-------- SUPPLIED DATA --------

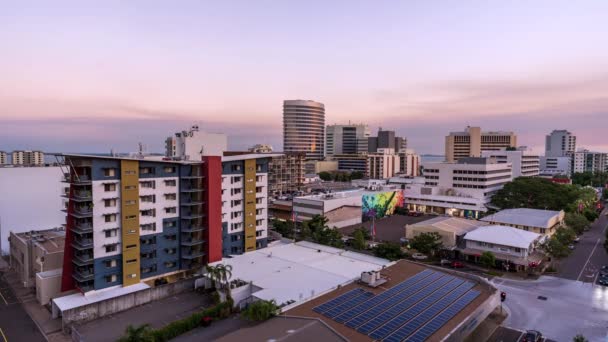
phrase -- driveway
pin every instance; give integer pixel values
(571, 307)
(589, 254)
(157, 314)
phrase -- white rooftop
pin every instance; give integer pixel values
(299, 271)
(503, 235)
(525, 217)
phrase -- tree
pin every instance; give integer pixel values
(576, 222)
(260, 310)
(390, 251)
(358, 239)
(426, 243)
(142, 333)
(326, 176)
(487, 259)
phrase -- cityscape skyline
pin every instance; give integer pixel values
(228, 68)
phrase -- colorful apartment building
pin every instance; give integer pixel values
(132, 220)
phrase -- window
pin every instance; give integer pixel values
(110, 278)
(109, 172)
(110, 202)
(111, 232)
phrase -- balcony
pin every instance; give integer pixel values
(192, 242)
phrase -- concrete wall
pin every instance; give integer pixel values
(111, 306)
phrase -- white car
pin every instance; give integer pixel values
(419, 256)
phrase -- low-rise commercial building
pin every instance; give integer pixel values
(544, 222)
(512, 247)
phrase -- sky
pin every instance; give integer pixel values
(88, 76)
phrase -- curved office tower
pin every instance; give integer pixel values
(304, 128)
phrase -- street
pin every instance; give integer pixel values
(571, 307)
(15, 324)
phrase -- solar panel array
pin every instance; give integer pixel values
(412, 310)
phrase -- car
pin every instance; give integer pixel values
(457, 264)
(532, 336)
(419, 256)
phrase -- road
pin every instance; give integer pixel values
(588, 255)
(572, 307)
(15, 324)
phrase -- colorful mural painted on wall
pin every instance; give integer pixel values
(381, 204)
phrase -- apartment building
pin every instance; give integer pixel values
(131, 220)
(346, 139)
(27, 158)
(587, 161)
(560, 143)
(524, 162)
(286, 173)
(382, 164)
(194, 144)
(472, 141)
(244, 202)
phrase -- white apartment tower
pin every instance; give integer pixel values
(560, 143)
(304, 128)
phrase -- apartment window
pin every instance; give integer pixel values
(110, 278)
(110, 217)
(111, 232)
(110, 202)
(109, 172)
(109, 187)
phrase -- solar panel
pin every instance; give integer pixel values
(387, 305)
(382, 298)
(431, 327)
(424, 316)
(398, 321)
(348, 305)
(400, 307)
(338, 300)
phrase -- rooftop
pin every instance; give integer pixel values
(525, 217)
(298, 271)
(503, 235)
(451, 224)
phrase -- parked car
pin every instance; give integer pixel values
(532, 336)
(419, 256)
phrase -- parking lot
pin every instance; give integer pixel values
(388, 229)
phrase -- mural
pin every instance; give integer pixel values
(381, 204)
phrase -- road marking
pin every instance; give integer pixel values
(589, 258)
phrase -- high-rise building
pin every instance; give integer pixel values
(131, 220)
(346, 139)
(472, 141)
(524, 162)
(304, 128)
(386, 139)
(244, 202)
(382, 164)
(194, 144)
(27, 158)
(286, 173)
(588, 161)
(560, 143)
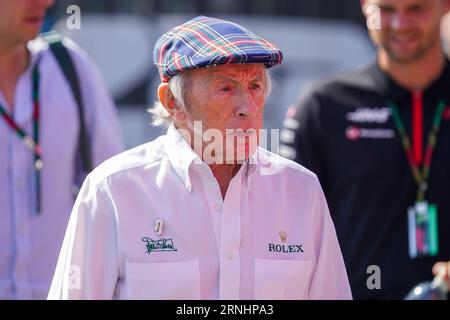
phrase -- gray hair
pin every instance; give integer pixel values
(177, 84)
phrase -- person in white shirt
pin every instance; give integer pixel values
(39, 146)
(192, 216)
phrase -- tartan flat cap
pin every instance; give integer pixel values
(204, 42)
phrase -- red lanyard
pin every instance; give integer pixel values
(32, 142)
(421, 177)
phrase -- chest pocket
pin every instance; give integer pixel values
(281, 279)
(163, 280)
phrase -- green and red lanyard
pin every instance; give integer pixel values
(420, 176)
(30, 141)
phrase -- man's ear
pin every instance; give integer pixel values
(167, 99)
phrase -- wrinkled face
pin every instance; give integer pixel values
(409, 28)
(21, 20)
(226, 98)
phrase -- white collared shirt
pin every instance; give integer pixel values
(30, 243)
(270, 238)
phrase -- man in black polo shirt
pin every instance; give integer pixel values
(379, 140)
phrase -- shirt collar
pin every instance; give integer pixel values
(181, 156)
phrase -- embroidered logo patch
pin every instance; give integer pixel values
(273, 247)
(159, 245)
(354, 133)
(369, 115)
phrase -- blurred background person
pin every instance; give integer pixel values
(40, 146)
(378, 140)
(446, 33)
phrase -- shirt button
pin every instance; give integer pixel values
(20, 185)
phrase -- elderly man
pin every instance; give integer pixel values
(57, 121)
(167, 220)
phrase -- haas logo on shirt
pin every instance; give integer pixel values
(369, 115)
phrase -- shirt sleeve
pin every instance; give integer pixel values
(301, 134)
(87, 267)
(101, 115)
(329, 280)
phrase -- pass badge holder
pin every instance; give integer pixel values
(422, 230)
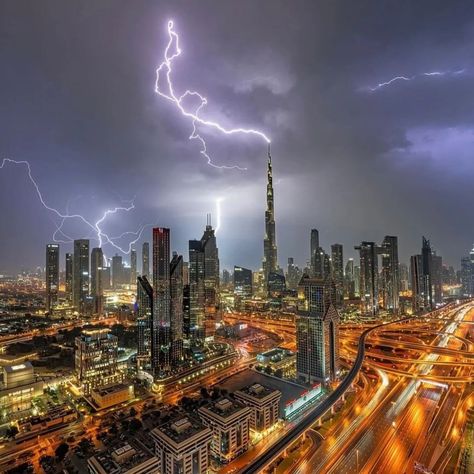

--------

**BRIEF:**
Wherever the string "colorful" appears in the entries, copy that line.

**SOLUTION FOR THIS TASK:**
phrase -- colorful apartment building
phrase -- colorful mural painted on wall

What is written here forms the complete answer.